DATA EXTRACTS section start

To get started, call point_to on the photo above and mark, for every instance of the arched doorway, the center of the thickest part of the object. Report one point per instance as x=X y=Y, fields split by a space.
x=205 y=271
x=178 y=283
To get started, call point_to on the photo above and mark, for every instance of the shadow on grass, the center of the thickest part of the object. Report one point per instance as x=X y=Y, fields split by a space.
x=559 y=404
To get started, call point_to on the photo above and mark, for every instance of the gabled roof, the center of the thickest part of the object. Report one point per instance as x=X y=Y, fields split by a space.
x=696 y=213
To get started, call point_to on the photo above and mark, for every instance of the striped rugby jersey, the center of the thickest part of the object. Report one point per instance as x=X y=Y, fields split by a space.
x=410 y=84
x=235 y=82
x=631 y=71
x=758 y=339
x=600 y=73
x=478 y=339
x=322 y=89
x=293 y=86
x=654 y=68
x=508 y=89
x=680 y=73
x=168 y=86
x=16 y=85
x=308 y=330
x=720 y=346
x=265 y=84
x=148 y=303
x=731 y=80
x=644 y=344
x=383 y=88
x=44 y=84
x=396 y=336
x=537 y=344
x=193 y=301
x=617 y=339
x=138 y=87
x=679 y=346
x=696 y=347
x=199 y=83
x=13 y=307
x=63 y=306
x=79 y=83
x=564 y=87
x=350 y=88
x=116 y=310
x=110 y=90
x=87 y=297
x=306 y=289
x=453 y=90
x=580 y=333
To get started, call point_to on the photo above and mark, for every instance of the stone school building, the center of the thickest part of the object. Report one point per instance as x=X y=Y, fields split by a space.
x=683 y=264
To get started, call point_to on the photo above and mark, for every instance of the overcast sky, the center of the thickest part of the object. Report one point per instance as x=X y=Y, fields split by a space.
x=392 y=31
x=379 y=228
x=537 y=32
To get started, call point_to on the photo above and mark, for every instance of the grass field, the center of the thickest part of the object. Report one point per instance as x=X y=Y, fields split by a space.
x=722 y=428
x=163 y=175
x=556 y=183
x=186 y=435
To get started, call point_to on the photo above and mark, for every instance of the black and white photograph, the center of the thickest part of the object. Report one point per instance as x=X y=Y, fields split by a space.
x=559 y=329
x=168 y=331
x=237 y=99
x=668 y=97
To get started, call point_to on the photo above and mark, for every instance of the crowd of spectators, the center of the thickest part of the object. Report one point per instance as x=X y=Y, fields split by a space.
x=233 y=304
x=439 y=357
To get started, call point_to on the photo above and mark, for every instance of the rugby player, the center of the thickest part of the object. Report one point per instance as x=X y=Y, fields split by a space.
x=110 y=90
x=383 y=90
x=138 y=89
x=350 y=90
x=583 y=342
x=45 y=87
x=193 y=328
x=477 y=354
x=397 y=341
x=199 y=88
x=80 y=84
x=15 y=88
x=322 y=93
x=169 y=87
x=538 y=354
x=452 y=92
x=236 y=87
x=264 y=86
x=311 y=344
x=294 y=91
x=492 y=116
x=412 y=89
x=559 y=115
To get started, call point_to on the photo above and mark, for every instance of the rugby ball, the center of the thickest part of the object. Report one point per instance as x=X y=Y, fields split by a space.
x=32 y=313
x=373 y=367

DATA EXTRACTS section end

(WORK INSTRUCTIONS) Line by line, restate the data exactly.

(SOLUTION TO THIS TASK)
To get started, call point_to on the photo above and mark, for every instance of the arched doorway, the center of the thickest part of the object. Report one point per instance as x=X y=Y, fields split by a space.
x=205 y=271
x=178 y=283
To get started, call point_to on the photo above and mark, for every instance of the shadow on grass, the center of the thickest part of the object. Report one point per instance as x=X y=Y, fields split by a space.
x=559 y=404
To get started, call point_to on the photo above and mark, for every instance of the gabled roof, the center of the thickest part of the object. Report one point per instance as x=X y=Y, fields split by a space.
x=696 y=213
To get started, call point_to on the photo above and mark, for every instance of the striped rugby jersey, the center of the thickest part of the object. Report one point per instance as x=X y=Y, fields split by a space.
x=410 y=84
x=235 y=82
x=631 y=71
x=758 y=339
x=600 y=73
x=478 y=339
x=322 y=89
x=293 y=86
x=654 y=68
x=508 y=89
x=680 y=73
x=168 y=86
x=16 y=85
x=308 y=330
x=720 y=346
x=265 y=84
x=148 y=303
x=731 y=80
x=644 y=344
x=383 y=88
x=44 y=84
x=396 y=336
x=537 y=344
x=193 y=301
x=617 y=339
x=138 y=87
x=679 y=346
x=696 y=347
x=199 y=83
x=13 y=307
x=63 y=306
x=79 y=83
x=564 y=87
x=350 y=88
x=116 y=310
x=110 y=90
x=87 y=297
x=306 y=289
x=453 y=90
x=580 y=333
To get started, call point_to on the photo above and mark, for every instance of the stone school building, the center of the thickest part of the object. Report one point per instance as x=X y=Y, fields split by a space.
x=683 y=264
To get started, call point_to on the photo above and mark, for every instance of the overcast sky, the center of the thickest part of the object. Report one point per instance as x=X y=Y, fields split by a space.
x=392 y=31
x=379 y=228
x=537 y=32
To get started, call point_to on the photo above and mark, for every instance of the grass field, the center of the thickest part of the object. Report one point per instance as x=X y=Y, fields split by a space.
x=722 y=428
x=163 y=175
x=556 y=183
x=186 y=435
To get started, call point_to on the photo above and mark, for every instance of the black and white photograph, the center of the thickest part of the object. Report one point per instance as x=X y=Y, fields split by a space.
x=559 y=329
x=168 y=331
x=237 y=99
x=668 y=97
To get started, call point_to on the photo above and mark, for every instance of the crowd of spectators, the center of the thickest part of the object. Report one point per instance as x=X y=Y, fields split by a space.
x=233 y=304
x=439 y=357
To get started, call point_to on the photo above and mark, for every instance of the rugby player, the center of the thickest part of the object. Report one point per instance as x=X y=Y, fields split by a space.
x=110 y=90
x=383 y=90
x=138 y=89
x=350 y=90
x=583 y=342
x=45 y=87
x=193 y=328
x=477 y=354
x=397 y=341
x=199 y=88
x=80 y=84
x=15 y=88
x=322 y=93
x=169 y=87
x=538 y=354
x=452 y=92
x=236 y=87
x=264 y=86
x=311 y=344
x=294 y=91
x=492 y=116
x=412 y=89
x=559 y=115
To get started, call point_to on the photo above and mark, for every instance of the rugby ball, the center of the thickest part of the object. Report one point per instance as x=X y=Y, fields split by a space.
x=32 y=313
x=373 y=367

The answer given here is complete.